[Data items]
————————

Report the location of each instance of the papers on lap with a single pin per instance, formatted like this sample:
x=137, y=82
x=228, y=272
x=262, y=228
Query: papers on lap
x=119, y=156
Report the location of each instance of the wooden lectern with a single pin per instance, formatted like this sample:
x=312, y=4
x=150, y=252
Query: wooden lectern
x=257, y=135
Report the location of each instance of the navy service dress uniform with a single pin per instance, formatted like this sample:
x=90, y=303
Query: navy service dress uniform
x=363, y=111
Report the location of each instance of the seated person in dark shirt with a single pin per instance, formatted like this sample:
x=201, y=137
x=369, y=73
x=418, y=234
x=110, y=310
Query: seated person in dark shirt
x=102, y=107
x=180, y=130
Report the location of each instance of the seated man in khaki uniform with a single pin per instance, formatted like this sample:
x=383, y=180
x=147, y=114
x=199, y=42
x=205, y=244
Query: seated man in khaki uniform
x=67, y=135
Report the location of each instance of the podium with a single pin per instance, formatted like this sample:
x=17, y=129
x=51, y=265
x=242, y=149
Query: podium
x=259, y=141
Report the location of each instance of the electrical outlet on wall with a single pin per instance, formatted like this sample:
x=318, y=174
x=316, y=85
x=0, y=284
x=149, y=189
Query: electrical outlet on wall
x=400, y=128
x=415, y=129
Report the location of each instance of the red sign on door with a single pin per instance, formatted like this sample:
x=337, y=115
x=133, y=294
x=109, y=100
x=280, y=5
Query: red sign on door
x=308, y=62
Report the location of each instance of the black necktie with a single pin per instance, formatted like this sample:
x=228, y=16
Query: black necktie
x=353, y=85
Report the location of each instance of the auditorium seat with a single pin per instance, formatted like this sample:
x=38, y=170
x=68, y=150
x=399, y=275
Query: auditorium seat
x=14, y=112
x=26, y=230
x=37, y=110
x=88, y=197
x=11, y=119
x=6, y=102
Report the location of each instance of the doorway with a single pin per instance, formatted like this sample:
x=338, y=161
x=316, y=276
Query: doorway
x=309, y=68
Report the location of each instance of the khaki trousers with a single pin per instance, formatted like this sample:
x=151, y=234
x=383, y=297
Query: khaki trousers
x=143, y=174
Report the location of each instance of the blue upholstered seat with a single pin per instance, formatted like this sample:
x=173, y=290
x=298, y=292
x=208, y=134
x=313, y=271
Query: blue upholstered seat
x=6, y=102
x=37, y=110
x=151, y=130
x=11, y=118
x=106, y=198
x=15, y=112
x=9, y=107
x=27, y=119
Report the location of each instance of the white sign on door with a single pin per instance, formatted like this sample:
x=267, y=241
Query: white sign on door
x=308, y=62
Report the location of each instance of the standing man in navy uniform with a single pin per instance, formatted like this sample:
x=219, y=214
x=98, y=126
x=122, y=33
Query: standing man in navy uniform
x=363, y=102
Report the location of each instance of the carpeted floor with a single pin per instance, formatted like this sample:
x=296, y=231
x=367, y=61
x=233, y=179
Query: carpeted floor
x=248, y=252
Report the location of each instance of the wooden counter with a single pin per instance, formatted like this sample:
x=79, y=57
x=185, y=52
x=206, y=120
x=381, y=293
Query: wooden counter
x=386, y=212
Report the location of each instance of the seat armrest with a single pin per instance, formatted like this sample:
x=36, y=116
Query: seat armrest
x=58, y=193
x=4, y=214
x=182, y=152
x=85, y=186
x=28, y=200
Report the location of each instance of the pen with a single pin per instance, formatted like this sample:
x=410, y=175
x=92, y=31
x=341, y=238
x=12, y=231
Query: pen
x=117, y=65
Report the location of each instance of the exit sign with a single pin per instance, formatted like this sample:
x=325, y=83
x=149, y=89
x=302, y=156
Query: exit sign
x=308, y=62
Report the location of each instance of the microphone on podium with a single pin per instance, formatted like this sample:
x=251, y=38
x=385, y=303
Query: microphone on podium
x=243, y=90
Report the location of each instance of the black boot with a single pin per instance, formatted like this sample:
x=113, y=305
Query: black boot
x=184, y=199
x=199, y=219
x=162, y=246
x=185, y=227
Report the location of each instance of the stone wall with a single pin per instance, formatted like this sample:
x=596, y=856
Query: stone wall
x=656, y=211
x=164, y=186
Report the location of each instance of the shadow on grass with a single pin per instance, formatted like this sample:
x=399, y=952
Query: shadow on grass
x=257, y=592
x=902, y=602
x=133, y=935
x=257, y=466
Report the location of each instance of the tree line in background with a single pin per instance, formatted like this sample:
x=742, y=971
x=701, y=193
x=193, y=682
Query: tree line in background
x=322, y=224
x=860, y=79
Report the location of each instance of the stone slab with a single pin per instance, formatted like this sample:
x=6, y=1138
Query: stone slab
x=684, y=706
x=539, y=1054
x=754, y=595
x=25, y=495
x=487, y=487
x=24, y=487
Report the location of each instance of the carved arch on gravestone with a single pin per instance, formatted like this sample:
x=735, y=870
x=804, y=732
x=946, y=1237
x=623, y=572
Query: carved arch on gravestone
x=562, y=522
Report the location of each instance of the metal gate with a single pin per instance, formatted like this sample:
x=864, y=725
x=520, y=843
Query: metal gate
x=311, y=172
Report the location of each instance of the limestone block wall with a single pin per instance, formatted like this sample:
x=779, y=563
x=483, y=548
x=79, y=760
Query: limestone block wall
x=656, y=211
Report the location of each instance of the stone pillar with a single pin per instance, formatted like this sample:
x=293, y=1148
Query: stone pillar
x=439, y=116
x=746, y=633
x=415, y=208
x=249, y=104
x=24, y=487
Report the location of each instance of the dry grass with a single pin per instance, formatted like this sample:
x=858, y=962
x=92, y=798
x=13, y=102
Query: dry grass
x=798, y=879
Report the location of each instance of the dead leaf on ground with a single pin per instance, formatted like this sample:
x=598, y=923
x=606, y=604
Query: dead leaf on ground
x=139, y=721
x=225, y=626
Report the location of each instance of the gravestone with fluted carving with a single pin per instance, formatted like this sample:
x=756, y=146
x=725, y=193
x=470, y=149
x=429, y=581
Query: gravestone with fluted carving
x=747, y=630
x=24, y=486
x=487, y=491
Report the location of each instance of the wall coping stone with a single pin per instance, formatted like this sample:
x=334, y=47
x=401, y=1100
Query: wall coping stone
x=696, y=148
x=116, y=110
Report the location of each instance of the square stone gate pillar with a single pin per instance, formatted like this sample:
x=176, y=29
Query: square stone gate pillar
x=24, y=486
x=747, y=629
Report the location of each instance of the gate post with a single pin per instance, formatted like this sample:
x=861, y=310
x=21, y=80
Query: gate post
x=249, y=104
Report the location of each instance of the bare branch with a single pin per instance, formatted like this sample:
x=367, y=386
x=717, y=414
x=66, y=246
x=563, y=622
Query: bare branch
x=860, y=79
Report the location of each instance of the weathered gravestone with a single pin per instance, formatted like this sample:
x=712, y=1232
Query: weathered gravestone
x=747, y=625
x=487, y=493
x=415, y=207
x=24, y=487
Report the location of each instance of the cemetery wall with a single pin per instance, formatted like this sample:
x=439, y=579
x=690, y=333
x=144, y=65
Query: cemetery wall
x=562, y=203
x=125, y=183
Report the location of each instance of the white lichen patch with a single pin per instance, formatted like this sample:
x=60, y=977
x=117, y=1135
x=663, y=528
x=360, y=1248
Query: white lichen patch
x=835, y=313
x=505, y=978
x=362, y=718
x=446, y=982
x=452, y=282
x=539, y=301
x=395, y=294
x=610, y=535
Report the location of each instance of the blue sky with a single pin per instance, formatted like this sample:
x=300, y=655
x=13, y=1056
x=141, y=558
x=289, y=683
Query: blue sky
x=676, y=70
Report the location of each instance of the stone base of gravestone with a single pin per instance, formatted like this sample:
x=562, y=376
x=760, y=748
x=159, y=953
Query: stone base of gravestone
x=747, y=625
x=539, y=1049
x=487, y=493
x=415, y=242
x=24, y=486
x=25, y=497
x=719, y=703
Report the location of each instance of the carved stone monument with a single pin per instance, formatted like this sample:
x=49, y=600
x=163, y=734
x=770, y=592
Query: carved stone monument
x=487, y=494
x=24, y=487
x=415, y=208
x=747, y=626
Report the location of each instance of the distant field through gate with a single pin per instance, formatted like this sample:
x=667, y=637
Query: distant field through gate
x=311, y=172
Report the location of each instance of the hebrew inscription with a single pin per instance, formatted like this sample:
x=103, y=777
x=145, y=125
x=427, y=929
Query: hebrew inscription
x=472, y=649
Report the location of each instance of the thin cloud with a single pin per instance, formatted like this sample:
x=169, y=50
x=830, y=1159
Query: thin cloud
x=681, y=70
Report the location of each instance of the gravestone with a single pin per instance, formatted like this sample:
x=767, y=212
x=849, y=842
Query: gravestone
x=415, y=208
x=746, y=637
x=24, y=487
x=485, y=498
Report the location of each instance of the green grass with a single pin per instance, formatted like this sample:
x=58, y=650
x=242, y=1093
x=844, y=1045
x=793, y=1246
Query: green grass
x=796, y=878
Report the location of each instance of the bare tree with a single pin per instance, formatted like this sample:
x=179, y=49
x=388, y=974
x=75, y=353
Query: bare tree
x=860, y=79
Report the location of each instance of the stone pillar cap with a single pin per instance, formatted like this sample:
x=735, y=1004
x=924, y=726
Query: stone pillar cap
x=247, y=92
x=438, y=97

————————

*Goal of the exercise:*
Write out again, word for word, the part of the data that opens with its first line and closes with the line containing "x=259, y=141", including both of those lines.

*Task answer:*
Report the location of each instance of the papers on lap with a single pin per instance, formatted like this sample:
x=137, y=82
x=228, y=272
x=262, y=228
Query: papers on lap
x=119, y=156
Report the location of each instance of the wooden lectern with a single pin per instance, formatted like this sample:
x=312, y=4
x=150, y=252
Query: wooden lectern
x=257, y=135
Report the location of each instance of the navy service dress uniform with a single pin per instance, formatted like this sample:
x=90, y=303
Query: navy service dress uniform
x=363, y=111
Report the location of each instance of the seated person in dark shirt with a single pin per instance, formatted like this sample:
x=201, y=137
x=369, y=73
x=418, y=234
x=110, y=310
Query: seated person in dark shirt
x=102, y=107
x=180, y=130
Report the location of each instance of the seated man in khaki uniform with a single pin per instance, formatted like this sample:
x=383, y=180
x=147, y=114
x=199, y=42
x=205, y=244
Query: seated man in khaki uniform
x=67, y=135
Report the location of each instance of the podium with a single pin per instance, formatted like this sample:
x=17, y=129
x=51, y=265
x=242, y=149
Query: podium
x=259, y=141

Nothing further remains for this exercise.